■ **Texto para analizar**

──────

El futuro político de la vicepresidenta Verónica Abad quedó en el aire tras la notificación del Tribunal Contencioso Electoral (TCE) sobre la sentencia que ratifica la suspensión de sus derechos políticos por dos años. Mientras algunos argumentan que puede permanecer en el cargo, otros sostienen que debe dejarlo inmediatamente debido a la inhabilidad para ejercer funciones públicas.
El lunes 25 de marzo de 2025, el TCE notificó la sentencia definitiva que suspende los derechos políticos de Abad, una decisión tomada como sanción por incumplir normativas electorales. Sin embargo, la interpretación de esta medida ha generado un debate entre juristas, políticos y analistas sobre si la vicepresidenta debe o no abandonar su cargo.
Por un lado, dirigentes como Andrés Arauz, de la Revolución Ciudadana, han defendido que la sanción no implica la destitución automática de Abad. Según Arauz, la suspensión únicamente restringe su capacidad de elegir y ser elegida, pero no afecta su permanencia en la Vicepresidencia, ya que fue elegida mediante votación popular. Este argumento se basa en precedentes similares, como el caso de Xavier Pincay, alcalde de Portoviejo, quien continuó en el cargo pese a la suspensión de sus derechos políticos.
Sin embargo, el Gobierno de Daniel Noboa interpreta la situación de manera diferente. El ministro de Gobierno, José de la Gasca, señaló que la suspensión configura una «ausencia temporal por fuerza mayor», lo que obligaría al presidente Noboa a designar un suplente para cubrir dicha vacante. Según De la Gasca, esta decisión podría aplicarse tan pronto como el lunes 31 de marzo, una vez que el fallo sea ejecutado formalmente.
Efectos legales de la suspensión:
La sentencia de primera instancia emitida por el juez Guillermo Ortega ordena notificar al Ministerio de Trabajo para inscribir la pérdida de derechos políticos de Abad y establecer un impedimento explícito para ejercer cargos públicos. Para el abogado constitucionalista Stalin Raza, esto implica que, aunque Abad no pierde oficialmente la Vicepresidencia, queda inhabilitada para ejercerla mientras dure la sanción. «No hay que confundir: Abad no pierde el cargo porque fue electa democráticamente, pero no puede ejercerlo debido a la inhabilidad legal generada por la suspensión», explicó Raza.

──────

■ **Fragmentos de datos**
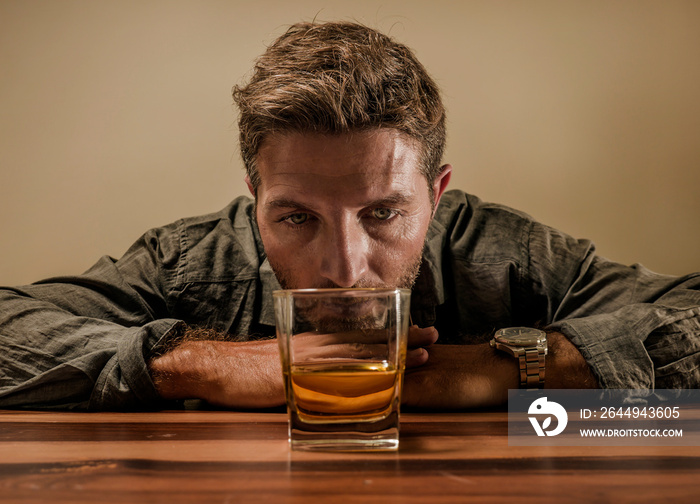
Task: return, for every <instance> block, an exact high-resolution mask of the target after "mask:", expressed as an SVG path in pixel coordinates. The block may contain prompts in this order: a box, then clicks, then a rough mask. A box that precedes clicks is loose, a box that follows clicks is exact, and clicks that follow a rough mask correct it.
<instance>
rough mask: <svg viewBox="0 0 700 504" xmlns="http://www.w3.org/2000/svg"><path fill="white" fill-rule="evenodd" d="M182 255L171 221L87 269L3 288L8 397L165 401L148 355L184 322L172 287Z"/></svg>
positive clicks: (0, 330)
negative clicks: (178, 313)
mask: <svg viewBox="0 0 700 504" xmlns="http://www.w3.org/2000/svg"><path fill="white" fill-rule="evenodd" d="M179 259H180V253H179V247H178V239H177V233H176V230H175V229H174V228H173V229H170V230H168V229H165V228H163V229H161V230H160V231H151V232H149V233H147V234H146V235H144V236H143V237H141V239H140V240H139V241H137V242H136V243H135V244H134V245H133V246H132V247H131V248H130V249H129V250H128V251H127V253H126V254H125V255H124V256H123V257H122V258H121V259H120V260H118V261H115V260H114V259H112V258H109V257H103V258H102V259H100V260H99V261H98V262H97V263H96V264H95V265H94V266H93V267H92V268H91V269H90V270H88V271H87V272H86V273H84V274H83V275H80V276H75V277H61V278H54V279H51V280H47V281H43V282H40V283H36V284H32V285H29V286H24V287H19V288H3V289H0V349H2V351H0V407H5V408H10V407H12V408H61V409H91V410H107V409H121V410H123V409H136V408H138V409H143V408H162V407H164V405H165V404H164V402H163V401H162V400H161V398H160V397H159V395H158V393H157V392H156V389H155V386H154V385H153V382H152V381H151V378H150V376H149V373H148V370H147V366H146V363H147V360H148V358H149V356H150V354H151V353H152V351H153V349H154V348H155V347H156V346H157V345H158V344H159V342H160V341H161V340H162V339H163V338H167V337H168V336H169V334H170V333H171V332H172V331H175V330H176V329H178V328H179V327H180V325H181V324H182V322H181V321H179V320H176V319H172V318H168V309H167V301H166V298H165V296H164V294H163V290H164V289H163V285H164V283H166V282H167V281H168V276H169V275H171V274H175V272H176V271H177V264H178V262H179ZM171 272H173V273H171Z"/></svg>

──────

■ **Problemas y tareas**
1) Según el texto sobre Verónica Abad, ¿qué juez emitió la sentencia de primera instancia?
2) Por favor, reproduce el fragmento del texto sobre Verónica Abad que va desde "El lunes 25" hasta "abandonar su cargo.".

■ **Respuestas**
1) El juez Guillermo Ortega.

2)
El lunes 25 de marzo de 2025, el TCE notificó la sentencia definitiva que suspende los derechos políticos de Abad, una decisión tomada como sanción por incumplir normativas electorales. Sin embargo, la interpretación de esta medida ha generado un debate entre juristas, políticos y analistas sobre si la vicepresidenta debe o no abandonar su cargo.